#### Records from a point annotation dataset:
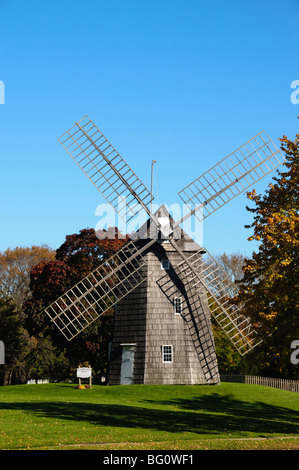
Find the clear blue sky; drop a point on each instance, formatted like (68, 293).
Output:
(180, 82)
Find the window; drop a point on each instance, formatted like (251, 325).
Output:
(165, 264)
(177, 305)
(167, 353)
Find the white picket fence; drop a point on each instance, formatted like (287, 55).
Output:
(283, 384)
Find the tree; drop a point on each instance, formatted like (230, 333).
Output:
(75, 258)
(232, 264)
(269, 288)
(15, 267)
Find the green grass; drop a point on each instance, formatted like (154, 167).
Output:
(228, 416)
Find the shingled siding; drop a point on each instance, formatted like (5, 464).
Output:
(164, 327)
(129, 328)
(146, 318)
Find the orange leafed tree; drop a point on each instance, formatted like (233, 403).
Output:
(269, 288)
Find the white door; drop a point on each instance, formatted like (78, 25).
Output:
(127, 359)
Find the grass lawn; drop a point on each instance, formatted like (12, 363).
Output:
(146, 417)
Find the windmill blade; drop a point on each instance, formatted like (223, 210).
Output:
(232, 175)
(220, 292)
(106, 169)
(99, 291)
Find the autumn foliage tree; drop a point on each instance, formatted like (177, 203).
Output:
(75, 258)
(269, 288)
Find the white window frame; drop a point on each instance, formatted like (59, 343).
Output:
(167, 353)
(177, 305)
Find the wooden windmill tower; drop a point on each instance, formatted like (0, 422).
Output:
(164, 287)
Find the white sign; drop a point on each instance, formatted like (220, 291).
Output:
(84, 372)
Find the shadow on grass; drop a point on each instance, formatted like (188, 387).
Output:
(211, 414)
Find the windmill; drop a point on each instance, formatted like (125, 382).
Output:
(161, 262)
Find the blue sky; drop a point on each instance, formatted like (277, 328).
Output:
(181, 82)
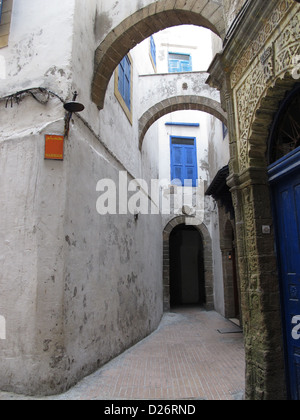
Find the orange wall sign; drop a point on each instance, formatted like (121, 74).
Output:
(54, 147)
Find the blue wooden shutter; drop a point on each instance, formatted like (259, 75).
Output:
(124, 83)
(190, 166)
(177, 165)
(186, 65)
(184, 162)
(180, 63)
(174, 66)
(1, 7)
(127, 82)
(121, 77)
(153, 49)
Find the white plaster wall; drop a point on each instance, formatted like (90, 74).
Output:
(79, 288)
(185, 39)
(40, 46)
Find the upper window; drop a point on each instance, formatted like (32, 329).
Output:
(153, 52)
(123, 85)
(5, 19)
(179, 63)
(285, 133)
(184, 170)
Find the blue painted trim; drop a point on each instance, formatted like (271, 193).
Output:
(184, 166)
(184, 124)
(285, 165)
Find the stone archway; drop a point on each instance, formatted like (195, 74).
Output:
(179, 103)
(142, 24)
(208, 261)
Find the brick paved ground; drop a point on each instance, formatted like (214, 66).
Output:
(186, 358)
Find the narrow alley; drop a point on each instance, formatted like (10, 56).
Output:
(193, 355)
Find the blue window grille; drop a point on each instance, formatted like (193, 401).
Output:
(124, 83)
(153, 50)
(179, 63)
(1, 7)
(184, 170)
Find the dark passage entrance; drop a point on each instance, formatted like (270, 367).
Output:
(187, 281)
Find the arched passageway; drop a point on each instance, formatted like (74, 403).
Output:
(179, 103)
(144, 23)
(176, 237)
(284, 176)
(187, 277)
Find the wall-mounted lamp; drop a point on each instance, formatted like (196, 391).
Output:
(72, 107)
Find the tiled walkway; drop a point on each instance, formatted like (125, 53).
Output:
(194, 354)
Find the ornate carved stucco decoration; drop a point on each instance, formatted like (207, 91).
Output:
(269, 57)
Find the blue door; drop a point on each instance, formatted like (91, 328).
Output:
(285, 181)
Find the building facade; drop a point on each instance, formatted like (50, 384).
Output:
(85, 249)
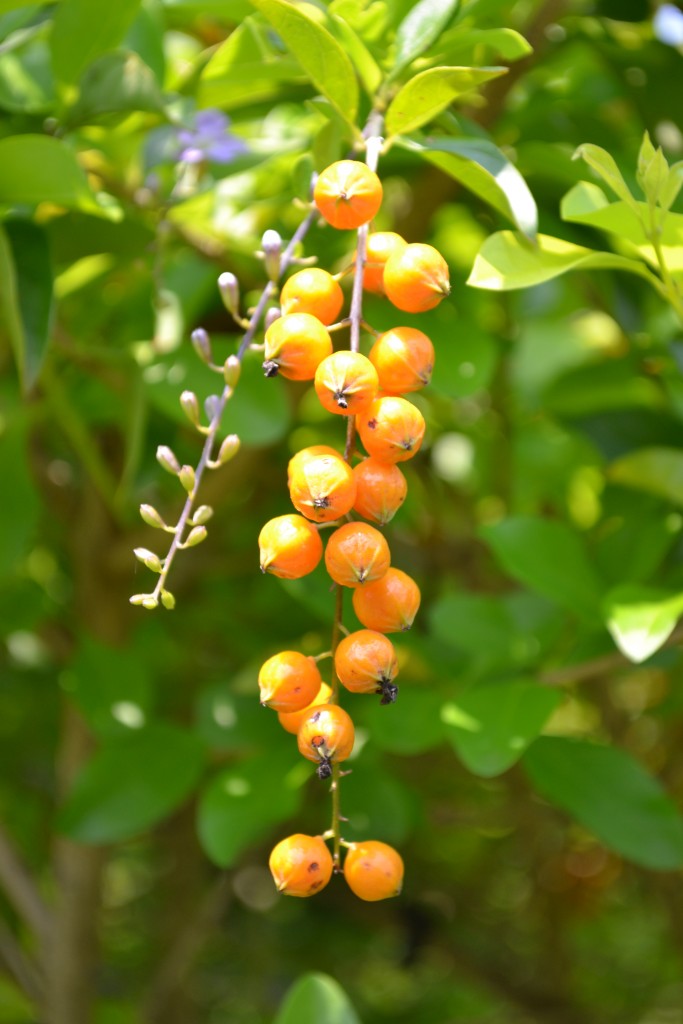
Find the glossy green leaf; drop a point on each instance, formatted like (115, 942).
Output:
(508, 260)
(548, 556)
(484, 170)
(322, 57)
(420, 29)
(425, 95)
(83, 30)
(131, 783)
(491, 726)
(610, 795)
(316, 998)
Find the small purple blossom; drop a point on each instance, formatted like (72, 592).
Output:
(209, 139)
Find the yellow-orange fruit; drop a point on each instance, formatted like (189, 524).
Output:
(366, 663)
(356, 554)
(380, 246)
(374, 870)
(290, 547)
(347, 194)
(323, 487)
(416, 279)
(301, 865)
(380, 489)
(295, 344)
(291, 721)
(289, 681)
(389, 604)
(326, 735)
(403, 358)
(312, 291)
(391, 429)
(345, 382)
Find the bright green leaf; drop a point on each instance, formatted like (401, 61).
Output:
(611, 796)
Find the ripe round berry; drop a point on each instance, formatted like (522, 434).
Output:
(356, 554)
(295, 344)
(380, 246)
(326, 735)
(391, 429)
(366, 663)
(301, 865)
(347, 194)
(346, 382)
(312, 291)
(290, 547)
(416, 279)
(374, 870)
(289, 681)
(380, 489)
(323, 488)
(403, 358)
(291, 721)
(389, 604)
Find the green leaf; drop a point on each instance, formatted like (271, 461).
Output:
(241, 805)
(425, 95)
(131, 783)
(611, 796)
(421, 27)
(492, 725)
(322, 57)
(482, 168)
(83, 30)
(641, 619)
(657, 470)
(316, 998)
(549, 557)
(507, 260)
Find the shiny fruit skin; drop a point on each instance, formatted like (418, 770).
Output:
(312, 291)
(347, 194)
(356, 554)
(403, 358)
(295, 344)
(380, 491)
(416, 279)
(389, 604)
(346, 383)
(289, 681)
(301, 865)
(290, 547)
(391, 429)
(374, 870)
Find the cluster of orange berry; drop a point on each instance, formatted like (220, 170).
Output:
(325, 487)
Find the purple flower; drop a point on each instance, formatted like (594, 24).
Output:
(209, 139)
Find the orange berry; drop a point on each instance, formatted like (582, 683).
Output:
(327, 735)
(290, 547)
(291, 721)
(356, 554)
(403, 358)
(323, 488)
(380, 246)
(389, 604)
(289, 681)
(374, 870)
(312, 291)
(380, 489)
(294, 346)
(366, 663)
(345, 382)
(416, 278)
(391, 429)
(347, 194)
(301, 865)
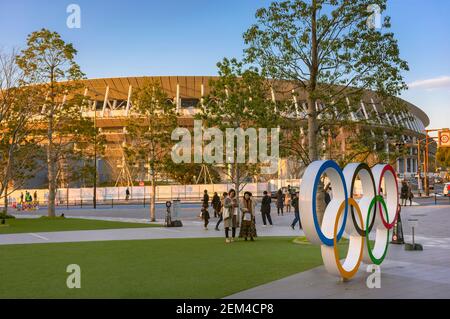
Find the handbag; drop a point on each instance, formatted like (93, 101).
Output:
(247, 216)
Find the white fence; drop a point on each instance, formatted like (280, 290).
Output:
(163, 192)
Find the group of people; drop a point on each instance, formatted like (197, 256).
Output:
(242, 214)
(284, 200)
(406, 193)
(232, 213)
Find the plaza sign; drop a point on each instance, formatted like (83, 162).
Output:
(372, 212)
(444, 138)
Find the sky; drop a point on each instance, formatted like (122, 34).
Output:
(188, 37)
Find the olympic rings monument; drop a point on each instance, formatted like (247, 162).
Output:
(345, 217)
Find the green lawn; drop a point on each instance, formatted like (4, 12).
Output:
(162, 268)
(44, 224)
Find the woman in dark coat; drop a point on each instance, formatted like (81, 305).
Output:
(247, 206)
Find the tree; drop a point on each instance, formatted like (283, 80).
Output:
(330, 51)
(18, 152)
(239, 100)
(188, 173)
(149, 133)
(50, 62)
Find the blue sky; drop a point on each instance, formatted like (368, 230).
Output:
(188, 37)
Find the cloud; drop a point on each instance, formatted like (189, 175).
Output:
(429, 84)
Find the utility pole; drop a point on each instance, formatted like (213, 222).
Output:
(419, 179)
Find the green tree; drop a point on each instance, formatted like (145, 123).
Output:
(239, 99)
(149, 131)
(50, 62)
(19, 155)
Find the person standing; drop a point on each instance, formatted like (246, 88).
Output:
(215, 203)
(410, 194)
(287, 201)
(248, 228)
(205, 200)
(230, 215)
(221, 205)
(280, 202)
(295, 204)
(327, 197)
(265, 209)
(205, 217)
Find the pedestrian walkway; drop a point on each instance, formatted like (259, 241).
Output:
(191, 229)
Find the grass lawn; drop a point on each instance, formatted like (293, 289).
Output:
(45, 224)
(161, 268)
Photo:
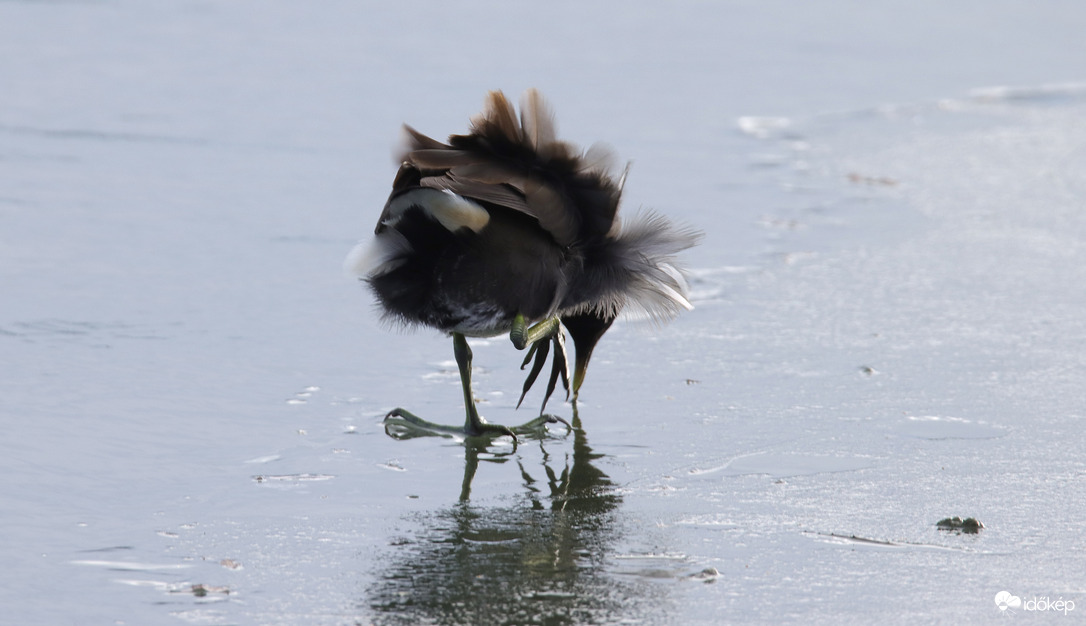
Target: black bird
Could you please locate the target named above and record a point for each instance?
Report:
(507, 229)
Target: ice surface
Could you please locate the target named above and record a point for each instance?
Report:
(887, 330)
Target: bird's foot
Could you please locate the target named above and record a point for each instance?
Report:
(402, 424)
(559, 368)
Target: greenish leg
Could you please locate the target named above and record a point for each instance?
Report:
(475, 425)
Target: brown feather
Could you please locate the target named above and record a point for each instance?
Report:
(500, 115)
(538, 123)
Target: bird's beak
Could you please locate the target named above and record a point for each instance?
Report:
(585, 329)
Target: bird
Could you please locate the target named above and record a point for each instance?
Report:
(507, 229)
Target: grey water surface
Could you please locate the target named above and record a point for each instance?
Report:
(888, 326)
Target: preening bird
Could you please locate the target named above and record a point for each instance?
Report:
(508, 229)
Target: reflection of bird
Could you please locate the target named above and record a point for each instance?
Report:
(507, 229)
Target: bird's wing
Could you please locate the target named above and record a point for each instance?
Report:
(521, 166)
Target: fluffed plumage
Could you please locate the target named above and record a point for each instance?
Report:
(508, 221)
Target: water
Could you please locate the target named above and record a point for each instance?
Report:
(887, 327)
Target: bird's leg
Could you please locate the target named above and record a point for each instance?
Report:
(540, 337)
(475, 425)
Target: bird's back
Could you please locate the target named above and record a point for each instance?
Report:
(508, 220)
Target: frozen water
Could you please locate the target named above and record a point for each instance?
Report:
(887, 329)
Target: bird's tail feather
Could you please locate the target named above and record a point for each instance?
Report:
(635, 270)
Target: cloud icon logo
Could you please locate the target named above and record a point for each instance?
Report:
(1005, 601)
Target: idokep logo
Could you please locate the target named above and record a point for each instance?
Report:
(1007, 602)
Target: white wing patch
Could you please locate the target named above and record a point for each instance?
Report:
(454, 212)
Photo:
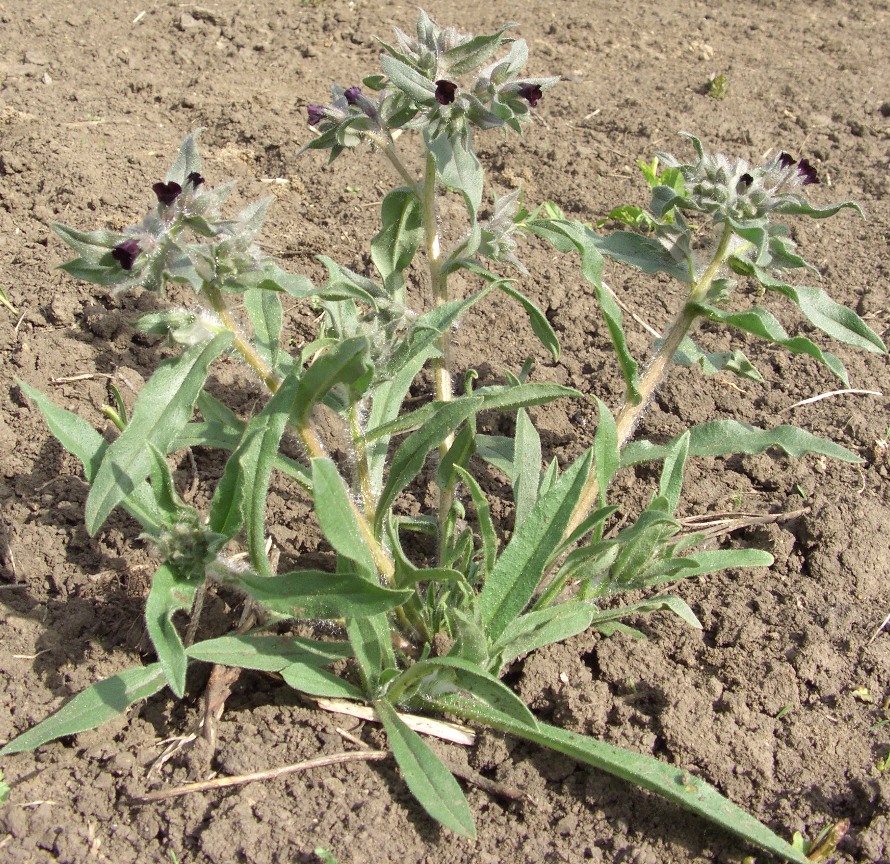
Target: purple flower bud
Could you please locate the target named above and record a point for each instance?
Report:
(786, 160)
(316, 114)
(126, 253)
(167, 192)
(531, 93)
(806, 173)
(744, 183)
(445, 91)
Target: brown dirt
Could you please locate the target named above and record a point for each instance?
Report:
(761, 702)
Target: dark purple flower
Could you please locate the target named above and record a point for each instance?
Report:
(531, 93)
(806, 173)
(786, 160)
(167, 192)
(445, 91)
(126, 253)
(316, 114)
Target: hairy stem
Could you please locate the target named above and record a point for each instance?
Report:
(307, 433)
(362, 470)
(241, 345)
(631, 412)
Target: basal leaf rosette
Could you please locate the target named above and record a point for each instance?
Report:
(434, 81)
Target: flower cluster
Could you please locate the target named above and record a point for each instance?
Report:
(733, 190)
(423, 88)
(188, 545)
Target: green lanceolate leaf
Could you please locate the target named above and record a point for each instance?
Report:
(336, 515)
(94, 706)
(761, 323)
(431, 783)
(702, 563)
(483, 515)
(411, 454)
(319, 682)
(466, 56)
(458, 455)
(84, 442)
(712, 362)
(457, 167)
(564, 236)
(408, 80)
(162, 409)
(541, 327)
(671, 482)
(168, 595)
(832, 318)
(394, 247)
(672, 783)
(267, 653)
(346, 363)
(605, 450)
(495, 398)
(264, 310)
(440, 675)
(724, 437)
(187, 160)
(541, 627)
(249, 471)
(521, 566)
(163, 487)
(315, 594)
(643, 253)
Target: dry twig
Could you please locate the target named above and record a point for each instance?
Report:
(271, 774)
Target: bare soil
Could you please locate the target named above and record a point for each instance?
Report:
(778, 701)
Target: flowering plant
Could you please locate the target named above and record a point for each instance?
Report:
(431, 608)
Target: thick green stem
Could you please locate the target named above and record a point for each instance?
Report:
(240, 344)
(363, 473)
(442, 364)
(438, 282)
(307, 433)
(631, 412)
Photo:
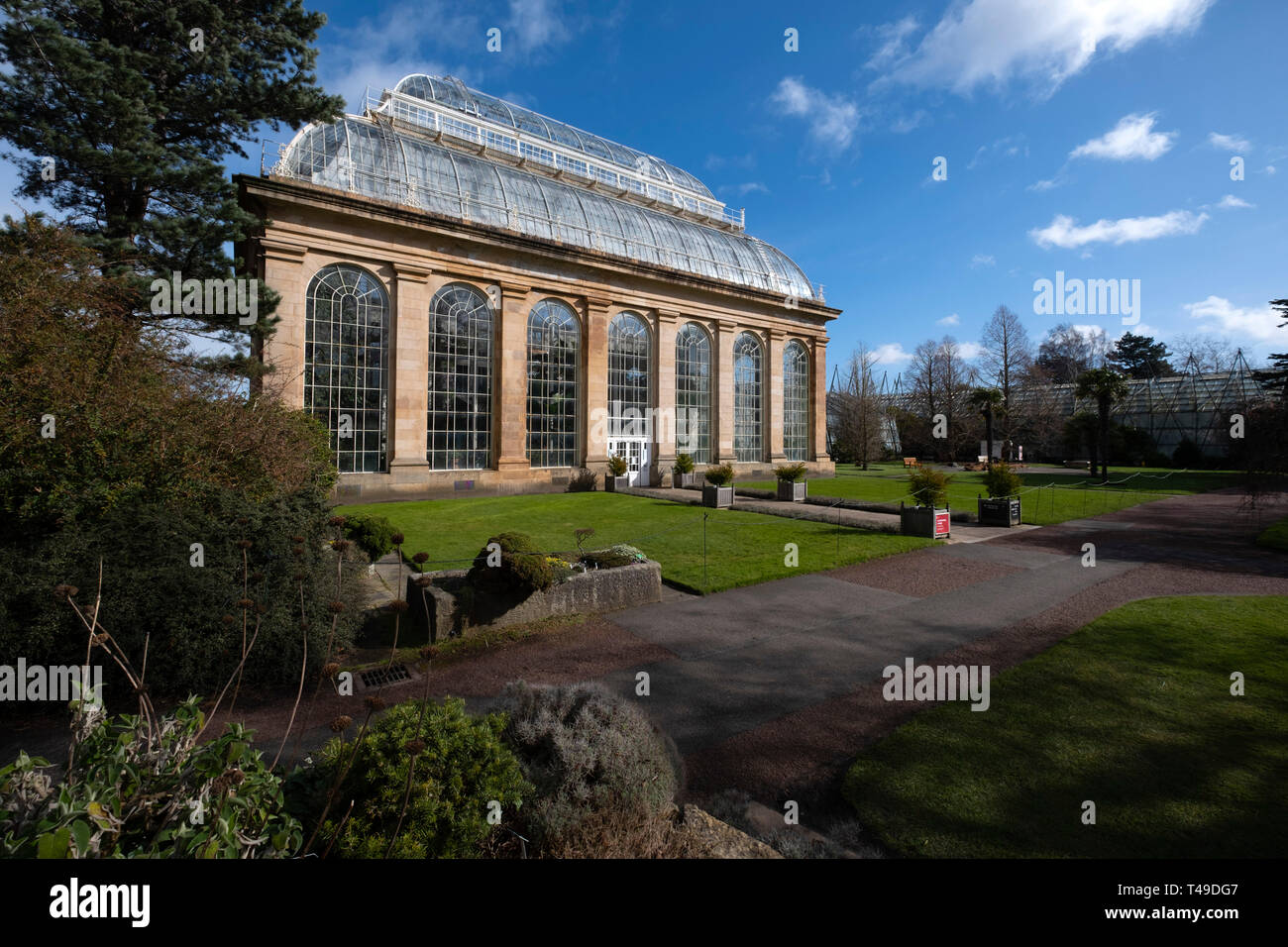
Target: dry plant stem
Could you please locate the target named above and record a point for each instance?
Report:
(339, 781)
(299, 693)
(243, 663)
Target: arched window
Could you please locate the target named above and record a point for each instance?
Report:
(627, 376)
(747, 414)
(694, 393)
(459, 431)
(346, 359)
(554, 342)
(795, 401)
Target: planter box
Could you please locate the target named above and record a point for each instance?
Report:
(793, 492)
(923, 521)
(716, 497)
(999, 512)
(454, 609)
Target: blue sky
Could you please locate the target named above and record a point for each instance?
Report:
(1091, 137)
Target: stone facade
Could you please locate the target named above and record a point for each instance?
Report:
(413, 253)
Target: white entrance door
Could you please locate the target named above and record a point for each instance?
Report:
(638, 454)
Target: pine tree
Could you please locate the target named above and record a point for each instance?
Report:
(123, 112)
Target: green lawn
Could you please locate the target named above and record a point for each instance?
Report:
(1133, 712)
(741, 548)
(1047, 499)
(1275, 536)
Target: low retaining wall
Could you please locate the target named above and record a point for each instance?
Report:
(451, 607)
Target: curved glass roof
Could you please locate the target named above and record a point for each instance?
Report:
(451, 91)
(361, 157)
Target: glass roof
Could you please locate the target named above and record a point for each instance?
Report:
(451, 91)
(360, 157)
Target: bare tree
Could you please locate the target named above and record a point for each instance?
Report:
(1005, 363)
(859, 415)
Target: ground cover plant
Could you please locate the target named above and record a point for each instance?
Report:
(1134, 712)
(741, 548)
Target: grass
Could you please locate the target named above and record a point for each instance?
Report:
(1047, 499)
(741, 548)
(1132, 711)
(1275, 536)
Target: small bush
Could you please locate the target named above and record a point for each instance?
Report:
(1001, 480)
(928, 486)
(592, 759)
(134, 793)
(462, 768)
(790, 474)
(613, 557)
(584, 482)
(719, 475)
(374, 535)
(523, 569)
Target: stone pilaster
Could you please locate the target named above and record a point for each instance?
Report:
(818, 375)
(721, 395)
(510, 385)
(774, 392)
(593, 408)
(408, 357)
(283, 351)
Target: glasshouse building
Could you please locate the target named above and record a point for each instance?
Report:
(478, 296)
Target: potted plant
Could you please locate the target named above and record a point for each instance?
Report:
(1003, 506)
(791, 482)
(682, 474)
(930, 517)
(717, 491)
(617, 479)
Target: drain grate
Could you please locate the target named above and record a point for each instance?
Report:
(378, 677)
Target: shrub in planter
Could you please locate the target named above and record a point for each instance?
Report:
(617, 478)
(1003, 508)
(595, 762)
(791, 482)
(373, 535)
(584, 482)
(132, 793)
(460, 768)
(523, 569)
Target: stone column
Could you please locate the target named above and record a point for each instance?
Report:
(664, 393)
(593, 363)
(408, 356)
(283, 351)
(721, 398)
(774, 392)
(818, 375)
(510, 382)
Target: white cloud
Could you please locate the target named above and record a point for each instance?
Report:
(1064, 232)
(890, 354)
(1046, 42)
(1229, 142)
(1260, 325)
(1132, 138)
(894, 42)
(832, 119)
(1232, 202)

#### What is expected:
Put the lines of the records into a numbered list, starting at the line with "Target: glasshouse building" and running through the end of the records, and omit any blank lines.

#### Right answer:
1. Target: glasshouse building
2. Could you please locate the target named above and record a point for each instance?
3. Report:
4. (478, 296)
5. Target: potted plant
6. Could you please locate the target named above and record a point for each instance?
7. Report:
8. (1003, 506)
9. (791, 482)
10. (682, 474)
11. (930, 517)
12. (717, 491)
13. (617, 479)
14. Target: drain grate
15. Could you please locate the target named above and record a point for each instance?
16. Report:
17. (378, 677)
18. Target: shrub in planter
19. Could you please locate the target named above and record a point for each instance?
20. Report:
21. (617, 478)
22. (1003, 508)
23. (595, 762)
24. (791, 482)
25. (373, 535)
26. (584, 482)
27. (132, 793)
28. (460, 768)
29. (523, 569)
30. Target: stone column
31. Could you please locate the target named above and record a point for each instance?
32. Report:
33. (664, 393)
34. (593, 363)
35. (408, 356)
36. (283, 351)
37. (721, 398)
38. (774, 392)
39. (818, 375)
40. (510, 382)
41. Target: white cloud
42. Could you please locate the target named above and record a point for each instance?
43. Report:
44. (1064, 232)
45. (890, 354)
46. (1046, 42)
47. (1229, 142)
48. (1260, 325)
49. (1132, 138)
50. (894, 42)
51. (832, 119)
52. (1232, 202)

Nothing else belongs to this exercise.